- _Text extract_
--- Begin ---
I am somewhat surprised that we can actually recover the whole buffer after a seek and write because the memory stream maintains a null byte after the data. I was assuming that this means that we can not simply recover by seeking back to the end of the buffer because one byte would have been overwritten by that terminator byte. I tried what you suggested (code attached), and it seems that the terminating null byte is not moved on a seek operation, but only when the file descriptor is closed.

Of course it would be desirable to have a proper WAV header even for streams opened with sox_open_memstream_write(). I can prepare a fix that introduces a seek back, but I guess I would have to do something similar for all formats that seek in the output buffer. Before I start to work on that I would like to get approval from the maintainer that this is the right approach.


Regards,
Sven


From: Sun Zhenliang <hisunzhenliang@outlook.com>
Sent: 07 October 2021 04:24
To: sox-devel@lists.sourceforge.net <sox-devel@lists.sourceforge.net>
Subject: Re: [SoX-devel] [PATCH] formats: disallow seeking in dynamic memory buffers 
 
在 2021年10月7日 +0800 05:35,Sven Neumann via SoX-devel <sox-devel@lists.sourceforge.net>,写道:
Hi,

in one of our internal applications we are using SoX (the 14.4.2+git20190427 version from Ubuntu) to convert from a variety of audio formats to the WAV file format. We observed that the tests for the conversion occasionally failed and over the last days I found time to dig deeper into this.

We are using sox_open_memstream_write() to write to a dynamically allocated in-memory stream. In our tests sometimes the size of the resulting WAV buffer would have the expected size, sometimes it would be 44 bytes, the size of the WAV header. Valgrind told me that the behavior of is_seekable() in formats.c depends on uninitialized memory. In your git repository I found a fix for this:

commit bb38934e11035c8fab141f70dabda3afdd17da36
Author: Mans Rullgard <mans@mansr.com>
Date: Tue Aug 4 17:19:49 2020 +0100

format: improve is_seekable() test

Streams opened with fmemopen() do not have an underlying file descriptor,
so the fstat() will fail, and a random result is returned.

A simpler method that works regardless of file type is to call fseek()
and check if it reports success.

Suggested by Stefan Sauer <ensonic@google.com>.


Now with this fix applied valgrind was happy, however now our conversion from MP3 to WAV would always result in only 44 bytes, as read from the buffer_size_ptr location passed to sox_open_memstream_write(). It turns out that with above change the undefined behavior is fixed for streams created with open_memstream() and is_seekable() will now reliably returns sox_true for such streams. This allows the WAV writer code to do an fseek() to the start of the stream followed by a write of the WAV header with correct length information. However such a seek followed by a write causes the dynamically allocated memory stream to be truncated. Thus after calling sox_close() the size reported for the stream will be 44 bytes, that's not what we want. Unfortunately we can not simply fix this by reporting the full buffer size as the buffer will actually have been truncated, and a trailing null byte is appended after the WAV header. It looks like we can indeed not seek and fix data in a dynamically allocated stream. Thus I am attaching a patch that changes the code in formats.c to set ft->seekable to false for streams opened with open_memstream(). With this change applied on top of the improvement for the is_seekable() test, our tests pass reliably and valgrind seems happy as well.
--- End ---
- _Supplied information_
--- Begin ---
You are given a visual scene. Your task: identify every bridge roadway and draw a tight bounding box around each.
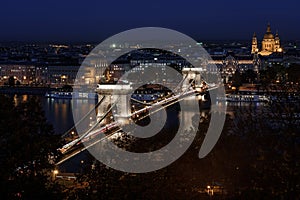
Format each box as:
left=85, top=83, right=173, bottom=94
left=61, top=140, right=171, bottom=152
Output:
left=56, top=86, right=218, bottom=165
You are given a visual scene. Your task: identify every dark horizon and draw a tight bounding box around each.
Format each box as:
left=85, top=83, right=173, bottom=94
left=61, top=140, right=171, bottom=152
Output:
left=0, top=0, right=300, bottom=43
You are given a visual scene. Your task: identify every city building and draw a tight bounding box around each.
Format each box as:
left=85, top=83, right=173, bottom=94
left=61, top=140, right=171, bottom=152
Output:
left=251, top=24, right=282, bottom=56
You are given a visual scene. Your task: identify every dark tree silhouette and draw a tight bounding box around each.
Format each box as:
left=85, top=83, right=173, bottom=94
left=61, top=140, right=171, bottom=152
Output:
left=0, top=95, right=60, bottom=199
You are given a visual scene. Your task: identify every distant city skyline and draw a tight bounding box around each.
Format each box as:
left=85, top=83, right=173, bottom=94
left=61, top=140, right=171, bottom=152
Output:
left=0, top=0, right=300, bottom=42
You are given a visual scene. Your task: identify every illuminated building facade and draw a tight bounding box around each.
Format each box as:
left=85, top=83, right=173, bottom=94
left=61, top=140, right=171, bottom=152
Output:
left=251, top=24, right=282, bottom=56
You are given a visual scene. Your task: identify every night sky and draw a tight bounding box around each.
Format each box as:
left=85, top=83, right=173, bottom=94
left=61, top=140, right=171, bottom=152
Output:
left=0, top=0, right=300, bottom=42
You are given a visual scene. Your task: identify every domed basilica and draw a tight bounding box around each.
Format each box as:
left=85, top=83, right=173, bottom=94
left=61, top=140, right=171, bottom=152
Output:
--- End ---
- _Task instructions_
1. In the SoX thread, rewrite the paragraph beginning "Now with this fix applied valgrind was happy" as a bulleted list that keeps its main facts.
2. According to the SoX thread, why did the old is_seekable() test return unreliable results for streams opened with fmemopen(), and what does the commit use instead?
3. Answer these from the SoX thread:
(a) Which SoX version from Ubuntu does the internal application use?
(b) Who wrote commit bb38934e11035c8fab141f70dabda3afdd17da36, and on what date?
(c) According to Sven's test, when is the terminating null byte moved?

- _Complete answers_
1.
- With the fix applied, valgrind was happy, but MP3-to-WAV conversion always produced only 44 bytes, as read from the buffer_size_ptr location passed to sox_open_memstream_write().
- The change fixed the undefined behavior for streams created with open_memstream(), so is_seekable() now reliably returns sox_true for them.
- This lets the WAV writer fseek() to the start of the stream and write the WAV header with correct length information.
- A seek followed by a write truncates the dynamically allocated memory stream, so after sox_close() the reported size is 44 bytes.
- Reporting the full buffer size is not a fix, because the buffer has actually been truncated and a trailing null byte is appended after the WAV header.
- The attached patch makes formats.c set ft->seekable to false for streams opened with open_memstream(). Applied on top of the is_seekable() improvement, it lets the tests pass reliably, and valgrind seems happy.

2. Streams opened with fmemopen() have no underlying file descriptor, so the fstat() call fails and a random result is returned. The commit replaces this with a simpler method that works regardless of file type: it calls fseek() and checks whether it reports success.

3.
(a) 14.4.2+git20190427.
(b) Mans Rullgard, on Tue Aug 4, 2020.
(c) Only when the file descriptor is closed, not on a seek operation.